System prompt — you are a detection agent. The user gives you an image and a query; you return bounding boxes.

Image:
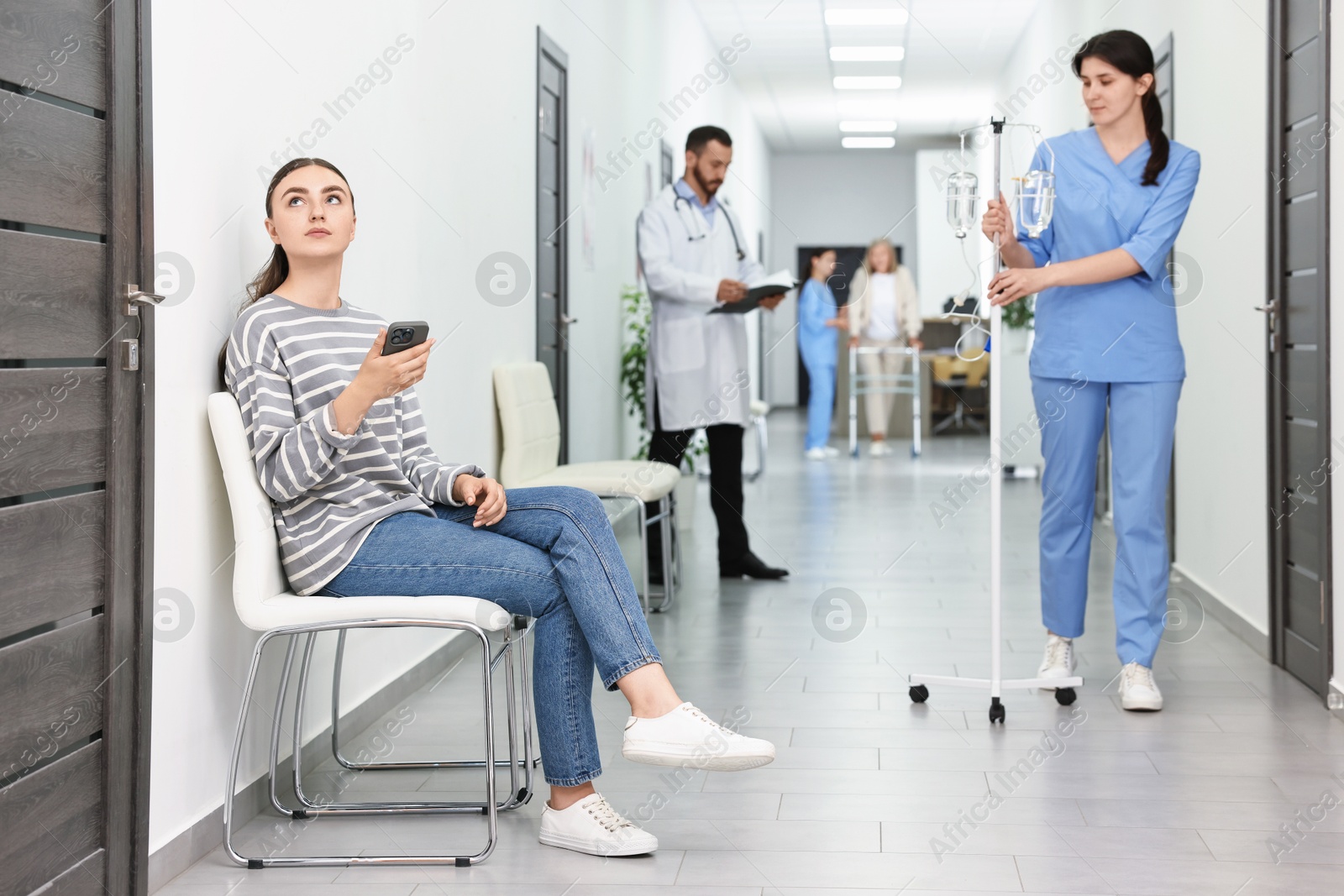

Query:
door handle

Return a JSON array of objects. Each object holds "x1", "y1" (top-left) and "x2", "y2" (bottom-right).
[{"x1": 123, "y1": 284, "x2": 168, "y2": 317}]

◆ ◆ ◆ ◆ ◆

STATED GOAL:
Give every line of the records above as a Markdown table with the columns "Row" and "Content." Skip blank lines and leave the pictures out.

RESPONSE TO THE EXERCISE:
| Row | Content |
|---|---|
| 1 | System prompt — you are a detection agent. The user gives you an image and a query; you return bounding boxes. |
| 2 | Image: |
| 3 | Query: |
| 4 | door handle |
| 5 | Return a JSON array of objects. Each object holds "x1", "y1" (top-left) and "x2", "y2" (bottom-right). |
| 6 | [{"x1": 123, "y1": 284, "x2": 168, "y2": 317}] |